WHAT NEEDS TO BE DONE
Reproduce the part that opens with the line containing "On this screen, I'm looking for the gulfstream" and runs through the end of the material, switching "cabin window" to "passenger window" and leaving everything else unchanged.

╭──

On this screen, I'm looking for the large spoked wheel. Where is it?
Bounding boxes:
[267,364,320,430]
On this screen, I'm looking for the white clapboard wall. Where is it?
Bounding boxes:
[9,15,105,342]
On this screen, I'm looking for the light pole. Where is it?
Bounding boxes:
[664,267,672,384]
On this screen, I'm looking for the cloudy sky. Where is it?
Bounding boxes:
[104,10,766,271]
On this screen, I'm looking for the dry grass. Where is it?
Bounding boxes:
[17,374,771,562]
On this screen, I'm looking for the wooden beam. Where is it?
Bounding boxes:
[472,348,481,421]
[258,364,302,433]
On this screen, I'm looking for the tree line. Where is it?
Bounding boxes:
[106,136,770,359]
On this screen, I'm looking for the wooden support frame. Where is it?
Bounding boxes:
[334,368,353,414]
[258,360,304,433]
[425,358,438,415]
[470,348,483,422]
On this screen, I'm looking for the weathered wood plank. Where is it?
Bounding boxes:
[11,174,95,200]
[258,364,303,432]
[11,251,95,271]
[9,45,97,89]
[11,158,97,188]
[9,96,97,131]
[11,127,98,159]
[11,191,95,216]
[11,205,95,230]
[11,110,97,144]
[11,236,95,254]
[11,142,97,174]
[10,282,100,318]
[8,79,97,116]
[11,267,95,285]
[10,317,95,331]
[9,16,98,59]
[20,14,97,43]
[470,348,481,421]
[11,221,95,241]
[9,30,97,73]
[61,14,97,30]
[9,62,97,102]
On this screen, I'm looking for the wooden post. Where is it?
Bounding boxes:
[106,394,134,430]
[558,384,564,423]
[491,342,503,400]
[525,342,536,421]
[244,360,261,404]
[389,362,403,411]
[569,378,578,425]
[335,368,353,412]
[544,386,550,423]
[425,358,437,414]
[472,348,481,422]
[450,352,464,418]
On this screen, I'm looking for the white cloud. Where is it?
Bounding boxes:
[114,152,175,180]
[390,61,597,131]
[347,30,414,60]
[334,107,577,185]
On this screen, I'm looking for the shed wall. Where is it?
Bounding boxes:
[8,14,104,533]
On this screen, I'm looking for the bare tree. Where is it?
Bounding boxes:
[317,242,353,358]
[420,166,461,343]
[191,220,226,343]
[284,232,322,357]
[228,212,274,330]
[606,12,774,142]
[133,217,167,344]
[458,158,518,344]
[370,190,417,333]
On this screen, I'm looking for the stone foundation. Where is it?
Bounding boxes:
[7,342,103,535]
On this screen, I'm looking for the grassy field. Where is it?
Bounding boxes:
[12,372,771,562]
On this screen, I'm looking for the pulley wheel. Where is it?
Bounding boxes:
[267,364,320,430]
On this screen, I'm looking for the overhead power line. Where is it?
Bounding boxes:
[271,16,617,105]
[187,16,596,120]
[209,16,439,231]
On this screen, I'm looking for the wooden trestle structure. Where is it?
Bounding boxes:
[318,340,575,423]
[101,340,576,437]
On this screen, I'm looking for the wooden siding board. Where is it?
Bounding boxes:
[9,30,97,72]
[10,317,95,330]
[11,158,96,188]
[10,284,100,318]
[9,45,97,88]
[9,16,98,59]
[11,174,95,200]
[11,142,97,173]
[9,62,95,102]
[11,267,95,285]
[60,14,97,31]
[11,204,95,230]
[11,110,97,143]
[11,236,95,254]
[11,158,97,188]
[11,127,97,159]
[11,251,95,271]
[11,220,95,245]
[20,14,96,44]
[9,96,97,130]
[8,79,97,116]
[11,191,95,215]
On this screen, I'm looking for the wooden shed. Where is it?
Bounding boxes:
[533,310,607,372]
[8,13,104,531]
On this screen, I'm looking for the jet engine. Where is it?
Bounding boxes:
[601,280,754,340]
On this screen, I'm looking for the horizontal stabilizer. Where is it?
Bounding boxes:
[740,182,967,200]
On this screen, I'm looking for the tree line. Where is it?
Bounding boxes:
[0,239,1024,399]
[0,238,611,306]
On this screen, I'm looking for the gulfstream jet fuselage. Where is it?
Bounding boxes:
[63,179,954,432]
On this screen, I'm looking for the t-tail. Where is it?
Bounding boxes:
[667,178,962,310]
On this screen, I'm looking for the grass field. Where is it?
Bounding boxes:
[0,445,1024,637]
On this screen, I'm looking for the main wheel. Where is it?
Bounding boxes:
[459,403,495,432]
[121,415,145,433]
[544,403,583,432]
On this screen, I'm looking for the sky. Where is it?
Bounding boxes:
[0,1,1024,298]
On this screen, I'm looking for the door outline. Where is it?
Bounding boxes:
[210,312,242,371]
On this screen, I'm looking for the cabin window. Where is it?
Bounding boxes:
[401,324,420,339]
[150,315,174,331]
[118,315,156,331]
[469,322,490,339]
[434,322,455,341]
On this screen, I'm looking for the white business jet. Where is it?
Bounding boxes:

╰──

RESULT
On this screen, I'm looking for the gulfstream jet fuselage. Where is it?
Bounding boxes:
[63,179,954,432]
On this screen, I'm looking for the t-tail. Where is it?
Bounding boxes:
[667,178,962,310]
On this screen, I'm looking for the grass field. Where is it?
Bounding boxes:
[0,445,1024,637]
On this screen, I'm looking for the main wheel. Where is it?
Bounding boxes:
[459,403,495,432]
[121,415,145,433]
[544,403,583,432]
On this screen, I'm looking for the sky. Where is it?
Bounding boxes:
[0,1,1024,298]
On this screen, I'm looking for the door outline. Where is it?
Bounding boxes:
[210,312,242,371]
On this screen, I'm looking for the passenger window. Where is it?
Bounding boxes:
[401,324,420,339]
[150,315,174,331]
[118,315,156,331]
[469,322,490,339]
[434,322,455,341]
On this screen, I'm looking for the white business jet. Where is it?
Bounding boxes:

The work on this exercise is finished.